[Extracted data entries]
_ _ _ _ _ _ _

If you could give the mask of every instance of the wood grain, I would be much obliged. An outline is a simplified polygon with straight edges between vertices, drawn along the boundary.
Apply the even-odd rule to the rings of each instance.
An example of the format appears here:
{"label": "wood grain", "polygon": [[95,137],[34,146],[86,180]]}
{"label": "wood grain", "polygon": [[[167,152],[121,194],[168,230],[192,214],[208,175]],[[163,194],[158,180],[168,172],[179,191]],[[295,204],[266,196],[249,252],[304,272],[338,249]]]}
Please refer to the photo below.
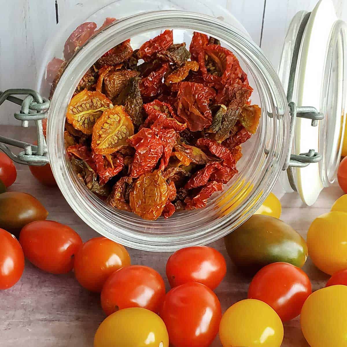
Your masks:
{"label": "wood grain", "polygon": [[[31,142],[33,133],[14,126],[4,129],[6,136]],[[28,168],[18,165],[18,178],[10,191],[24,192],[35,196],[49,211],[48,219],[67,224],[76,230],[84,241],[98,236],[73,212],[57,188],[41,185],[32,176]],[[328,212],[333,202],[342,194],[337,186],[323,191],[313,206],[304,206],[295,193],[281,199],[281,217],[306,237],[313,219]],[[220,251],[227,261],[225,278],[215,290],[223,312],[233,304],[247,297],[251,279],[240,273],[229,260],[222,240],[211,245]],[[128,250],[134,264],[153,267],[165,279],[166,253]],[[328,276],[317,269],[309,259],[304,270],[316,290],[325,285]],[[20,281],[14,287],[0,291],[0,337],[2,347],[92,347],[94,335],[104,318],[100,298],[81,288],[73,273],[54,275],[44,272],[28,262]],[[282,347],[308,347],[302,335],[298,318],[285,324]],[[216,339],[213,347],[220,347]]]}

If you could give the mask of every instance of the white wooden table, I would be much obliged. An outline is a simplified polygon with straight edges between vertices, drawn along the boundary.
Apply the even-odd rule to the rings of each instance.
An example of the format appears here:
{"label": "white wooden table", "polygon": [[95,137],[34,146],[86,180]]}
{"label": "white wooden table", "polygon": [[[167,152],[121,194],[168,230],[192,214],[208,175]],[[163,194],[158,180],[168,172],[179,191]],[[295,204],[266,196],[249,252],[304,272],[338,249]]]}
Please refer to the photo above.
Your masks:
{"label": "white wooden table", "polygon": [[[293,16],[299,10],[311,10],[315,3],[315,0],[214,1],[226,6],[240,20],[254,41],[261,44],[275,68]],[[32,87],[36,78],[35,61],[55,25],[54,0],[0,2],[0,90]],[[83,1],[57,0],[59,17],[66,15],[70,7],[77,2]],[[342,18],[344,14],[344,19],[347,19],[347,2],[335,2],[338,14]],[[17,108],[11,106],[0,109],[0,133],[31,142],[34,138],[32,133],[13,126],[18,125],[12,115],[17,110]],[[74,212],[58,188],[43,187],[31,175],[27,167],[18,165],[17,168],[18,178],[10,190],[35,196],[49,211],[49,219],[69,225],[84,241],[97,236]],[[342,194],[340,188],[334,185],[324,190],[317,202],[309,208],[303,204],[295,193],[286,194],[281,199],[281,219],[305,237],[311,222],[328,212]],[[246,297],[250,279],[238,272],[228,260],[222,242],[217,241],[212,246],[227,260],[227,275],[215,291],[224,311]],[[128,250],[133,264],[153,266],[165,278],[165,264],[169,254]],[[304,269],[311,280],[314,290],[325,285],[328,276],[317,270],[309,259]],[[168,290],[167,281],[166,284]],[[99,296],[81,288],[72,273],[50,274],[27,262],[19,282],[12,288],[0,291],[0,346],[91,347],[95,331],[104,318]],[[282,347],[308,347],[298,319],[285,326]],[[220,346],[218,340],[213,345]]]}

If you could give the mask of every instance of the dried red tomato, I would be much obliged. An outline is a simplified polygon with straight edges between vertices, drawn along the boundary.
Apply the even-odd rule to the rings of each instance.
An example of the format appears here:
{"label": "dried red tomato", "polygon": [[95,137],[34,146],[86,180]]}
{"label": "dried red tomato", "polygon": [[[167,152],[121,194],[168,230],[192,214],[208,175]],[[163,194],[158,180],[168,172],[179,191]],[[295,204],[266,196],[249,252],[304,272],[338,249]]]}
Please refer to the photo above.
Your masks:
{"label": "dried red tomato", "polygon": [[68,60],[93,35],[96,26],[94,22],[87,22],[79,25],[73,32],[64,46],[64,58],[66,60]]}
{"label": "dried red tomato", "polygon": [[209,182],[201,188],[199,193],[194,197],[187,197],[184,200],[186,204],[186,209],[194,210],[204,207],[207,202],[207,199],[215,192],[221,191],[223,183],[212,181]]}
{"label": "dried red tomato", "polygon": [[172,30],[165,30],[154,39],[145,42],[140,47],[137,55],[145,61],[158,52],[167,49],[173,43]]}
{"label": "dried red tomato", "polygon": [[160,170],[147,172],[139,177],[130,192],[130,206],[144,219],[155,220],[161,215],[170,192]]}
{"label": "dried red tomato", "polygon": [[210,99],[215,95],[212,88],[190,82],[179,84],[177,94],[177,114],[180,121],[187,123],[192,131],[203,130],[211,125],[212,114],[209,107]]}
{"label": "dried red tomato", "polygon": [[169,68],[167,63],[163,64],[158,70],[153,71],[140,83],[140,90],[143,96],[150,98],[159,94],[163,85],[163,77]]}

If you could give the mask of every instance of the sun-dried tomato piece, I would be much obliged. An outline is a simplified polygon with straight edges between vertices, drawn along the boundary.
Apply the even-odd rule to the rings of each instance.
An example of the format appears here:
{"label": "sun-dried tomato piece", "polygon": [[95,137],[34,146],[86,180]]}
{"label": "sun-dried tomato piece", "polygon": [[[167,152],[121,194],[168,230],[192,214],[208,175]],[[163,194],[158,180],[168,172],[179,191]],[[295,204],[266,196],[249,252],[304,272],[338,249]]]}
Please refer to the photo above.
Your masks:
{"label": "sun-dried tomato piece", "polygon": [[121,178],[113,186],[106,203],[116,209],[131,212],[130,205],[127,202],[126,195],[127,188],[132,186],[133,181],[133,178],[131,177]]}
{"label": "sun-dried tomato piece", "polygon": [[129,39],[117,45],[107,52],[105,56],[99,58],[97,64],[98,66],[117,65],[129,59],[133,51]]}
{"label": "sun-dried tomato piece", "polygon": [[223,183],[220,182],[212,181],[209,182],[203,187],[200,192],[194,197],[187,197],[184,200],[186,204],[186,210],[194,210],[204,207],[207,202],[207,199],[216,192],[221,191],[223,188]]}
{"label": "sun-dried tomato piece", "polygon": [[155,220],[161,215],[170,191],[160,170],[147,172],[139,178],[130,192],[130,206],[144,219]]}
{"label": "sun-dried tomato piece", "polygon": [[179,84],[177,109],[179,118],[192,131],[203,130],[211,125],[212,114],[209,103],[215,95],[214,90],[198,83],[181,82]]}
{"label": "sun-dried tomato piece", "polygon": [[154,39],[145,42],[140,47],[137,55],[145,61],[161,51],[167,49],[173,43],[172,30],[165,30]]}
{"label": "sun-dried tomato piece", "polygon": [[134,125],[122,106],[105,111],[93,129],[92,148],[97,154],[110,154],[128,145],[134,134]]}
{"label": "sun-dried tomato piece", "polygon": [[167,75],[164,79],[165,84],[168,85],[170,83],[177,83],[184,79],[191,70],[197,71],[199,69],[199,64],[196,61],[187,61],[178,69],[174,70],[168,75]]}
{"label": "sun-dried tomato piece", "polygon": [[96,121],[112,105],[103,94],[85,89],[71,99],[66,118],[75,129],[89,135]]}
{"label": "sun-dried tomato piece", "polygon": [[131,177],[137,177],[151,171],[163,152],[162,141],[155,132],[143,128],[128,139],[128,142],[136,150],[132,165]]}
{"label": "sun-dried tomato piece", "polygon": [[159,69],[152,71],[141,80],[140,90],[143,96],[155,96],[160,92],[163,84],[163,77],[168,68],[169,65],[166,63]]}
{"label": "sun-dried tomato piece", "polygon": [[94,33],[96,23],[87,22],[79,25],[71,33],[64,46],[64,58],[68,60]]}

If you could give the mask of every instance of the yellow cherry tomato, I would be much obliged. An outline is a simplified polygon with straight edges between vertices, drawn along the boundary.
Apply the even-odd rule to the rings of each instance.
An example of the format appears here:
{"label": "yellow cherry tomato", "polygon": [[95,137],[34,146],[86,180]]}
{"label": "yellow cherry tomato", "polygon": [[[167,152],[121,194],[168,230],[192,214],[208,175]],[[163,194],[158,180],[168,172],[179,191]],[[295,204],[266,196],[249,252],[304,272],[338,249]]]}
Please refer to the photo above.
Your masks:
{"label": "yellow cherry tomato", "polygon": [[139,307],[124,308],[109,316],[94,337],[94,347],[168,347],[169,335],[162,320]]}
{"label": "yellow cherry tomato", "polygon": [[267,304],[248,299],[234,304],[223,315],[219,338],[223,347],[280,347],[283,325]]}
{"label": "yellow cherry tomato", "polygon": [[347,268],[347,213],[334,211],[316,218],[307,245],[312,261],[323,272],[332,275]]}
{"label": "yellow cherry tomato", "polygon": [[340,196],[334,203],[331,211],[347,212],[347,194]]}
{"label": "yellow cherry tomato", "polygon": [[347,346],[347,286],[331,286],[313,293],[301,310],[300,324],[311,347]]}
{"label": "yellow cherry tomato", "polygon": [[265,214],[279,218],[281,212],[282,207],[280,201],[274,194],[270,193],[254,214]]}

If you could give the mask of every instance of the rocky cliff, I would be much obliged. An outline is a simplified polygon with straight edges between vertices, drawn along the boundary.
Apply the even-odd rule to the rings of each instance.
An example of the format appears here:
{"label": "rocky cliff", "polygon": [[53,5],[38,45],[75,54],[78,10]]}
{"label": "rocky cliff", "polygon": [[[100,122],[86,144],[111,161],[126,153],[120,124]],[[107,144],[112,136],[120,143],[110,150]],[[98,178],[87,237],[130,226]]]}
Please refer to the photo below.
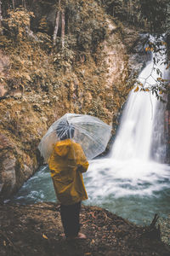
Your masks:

_ _ _ _ _ _ _

→ **DO THIS**
Repeat the line containing "of the rocky" and every line after it up to the end of the material above, exactly as they stand, minus the pictures.

→ **ANSWER BELOW**
If you could give the mask of every instance of the rocky cliff, I would be much obliged. An outline is a simplified polygon with straight edges between vertices, drawn along the boundary.
Apply the even-odd rule to the rings of each instance.
An example of the format appears here:
{"label": "rocky cliff", "polygon": [[53,5],[38,45],[75,54],[78,10]]}
{"label": "rocky cliff", "polygon": [[[100,122],[86,144],[111,161],[126,153],[120,124]],[[107,144],[112,136],[120,143],[110,150]],[[98,178],[87,237],[130,226]]]}
Please refer to the photo below.
Your masks:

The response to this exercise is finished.